=== Begin Enclosure ===

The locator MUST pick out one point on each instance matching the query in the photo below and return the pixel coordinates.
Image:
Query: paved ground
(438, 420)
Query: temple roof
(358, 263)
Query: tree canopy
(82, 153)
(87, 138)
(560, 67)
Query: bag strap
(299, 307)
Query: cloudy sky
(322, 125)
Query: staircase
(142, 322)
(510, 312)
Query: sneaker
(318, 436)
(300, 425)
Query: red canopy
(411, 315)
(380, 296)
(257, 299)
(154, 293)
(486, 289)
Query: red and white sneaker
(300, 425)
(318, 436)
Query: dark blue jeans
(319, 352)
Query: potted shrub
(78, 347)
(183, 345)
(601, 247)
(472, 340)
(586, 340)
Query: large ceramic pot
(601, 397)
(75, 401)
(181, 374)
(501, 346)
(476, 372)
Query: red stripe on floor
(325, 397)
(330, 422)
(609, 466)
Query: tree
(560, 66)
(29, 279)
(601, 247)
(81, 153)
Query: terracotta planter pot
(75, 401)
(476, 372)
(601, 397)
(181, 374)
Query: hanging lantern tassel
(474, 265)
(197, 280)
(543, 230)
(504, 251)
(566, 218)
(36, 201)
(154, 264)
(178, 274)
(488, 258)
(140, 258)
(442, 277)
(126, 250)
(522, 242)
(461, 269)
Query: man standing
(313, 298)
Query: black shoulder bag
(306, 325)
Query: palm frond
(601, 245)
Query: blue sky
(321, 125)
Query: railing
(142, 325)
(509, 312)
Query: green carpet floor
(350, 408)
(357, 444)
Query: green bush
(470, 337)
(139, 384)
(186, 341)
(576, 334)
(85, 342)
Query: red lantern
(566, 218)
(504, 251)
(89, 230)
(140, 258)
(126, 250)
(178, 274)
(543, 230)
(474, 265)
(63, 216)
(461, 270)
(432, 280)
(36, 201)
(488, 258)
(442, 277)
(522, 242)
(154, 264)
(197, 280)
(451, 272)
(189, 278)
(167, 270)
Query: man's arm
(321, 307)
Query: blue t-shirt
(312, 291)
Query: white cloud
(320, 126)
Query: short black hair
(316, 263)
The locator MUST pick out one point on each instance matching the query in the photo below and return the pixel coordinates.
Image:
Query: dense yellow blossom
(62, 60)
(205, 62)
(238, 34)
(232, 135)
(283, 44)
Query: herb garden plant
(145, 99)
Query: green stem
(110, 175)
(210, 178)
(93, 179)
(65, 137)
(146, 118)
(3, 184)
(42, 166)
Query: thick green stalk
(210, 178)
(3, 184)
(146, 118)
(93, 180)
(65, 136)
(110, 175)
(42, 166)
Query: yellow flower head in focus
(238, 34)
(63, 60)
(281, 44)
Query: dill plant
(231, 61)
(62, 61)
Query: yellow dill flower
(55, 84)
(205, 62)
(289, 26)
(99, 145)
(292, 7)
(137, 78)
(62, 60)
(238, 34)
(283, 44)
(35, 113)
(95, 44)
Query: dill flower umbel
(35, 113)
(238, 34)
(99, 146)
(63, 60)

=== End Enclosure ===

-- AIM OF THE EXERCISE --
Return the entries above word for word.

-- EXERCISE RESPONSE --
The locator MUST pick out one point on each instance matching the query in the photo below and return the pixel coordinates.
Image:
Query: paved ground
(438, 420)
Query: temple roof
(358, 263)
Query: tree canopy
(82, 153)
(87, 138)
(560, 67)
Query: bag strap
(299, 307)
Query: cloudy sky
(322, 125)
Query: staircase
(142, 322)
(510, 312)
Query: sneaker
(318, 436)
(300, 425)
Query: red canopy
(411, 315)
(380, 296)
(257, 299)
(154, 293)
(486, 289)
Query: red and white sneaker
(300, 425)
(318, 436)
Query: dark blue jeans
(319, 352)
Query: potted shrub
(78, 347)
(183, 345)
(601, 247)
(472, 340)
(586, 340)
Query: large ceramic pot
(601, 397)
(75, 401)
(181, 374)
(501, 346)
(476, 372)
Query: red stripe on floor
(325, 397)
(330, 422)
(609, 466)
Query: tree
(560, 66)
(29, 279)
(601, 247)
(81, 153)
Query: terracotta planter pot
(75, 401)
(476, 372)
(601, 397)
(181, 374)
Query: hanging lantern tassel
(474, 265)
(197, 280)
(543, 230)
(504, 251)
(566, 218)
(36, 201)
(154, 264)
(178, 274)
(488, 258)
(140, 258)
(442, 277)
(126, 250)
(522, 242)
(461, 269)
Query: man standing
(313, 298)
Query: black shoulder bag
(306, 325)
Query: palm frond
(601, 245)
Query: blue sky
(321, 125)
Query: railing
(142, 325)
(509, 312)
Query: green carpet floor
(350, 408)
(357, 444)
Query: green bush
(470, 337)
(139, 384)
(186, 341)
(576, 334)
(85, 342)
Query: red lantern
(566, 218)
(504, 251)
(89, 230)
(140, 258)
(126, 250)
(178, 274)
(543, 230)
(474, 265)
(63, 216)
(461, 270)
(432, 280)
(36, 201)
(488, 258)
(442, 277)
(522, 242)
(154, 264)
(197, 280)
(451, 272)
(189, 278)
(167, 270)
Query: man's arm
(321, 307)
Query: blue t-shirt
(312, 291)
Query: white cloud
(320, 126)
Query: short black hair
(316, 263)
The locator MUST pick out one point on each instance matching the query in the photo below and return the pixel coordinates.
Image:
Query: dense yellow blossom
(62, 60)
(205, 62)
(238, 34)
(232, 135)
(283, 44)
Query: herb garden plant
(145, 99)
Query: green stem
(110, 175)
(210, 178)
(93, 179)
(65, 137)
(146, 118)
(3, 184)
(42, 166)
Query: thick green stalk
(210, 178)
(3, 184)
(146, 118)
(93, 180)
(65, 136)
(110, 175)
(42, 166)
Query: yellow flower head in focus
(238, 34)
(63, 60)
(281, 44)
Query: dill plant
(231, 61)
(62, 61)
Query: yellow dill flower
(55, 84)
(205, 62)
(289, 26)
(99, 145)
(292, 7)
(137, 78)
(62, 60)
(238, 34)
(283, 44)
(35, 113)
(95, 44)
Query: dill flower umbel
(35, 113)
(238, 34)
(99, 146)
(63, 60)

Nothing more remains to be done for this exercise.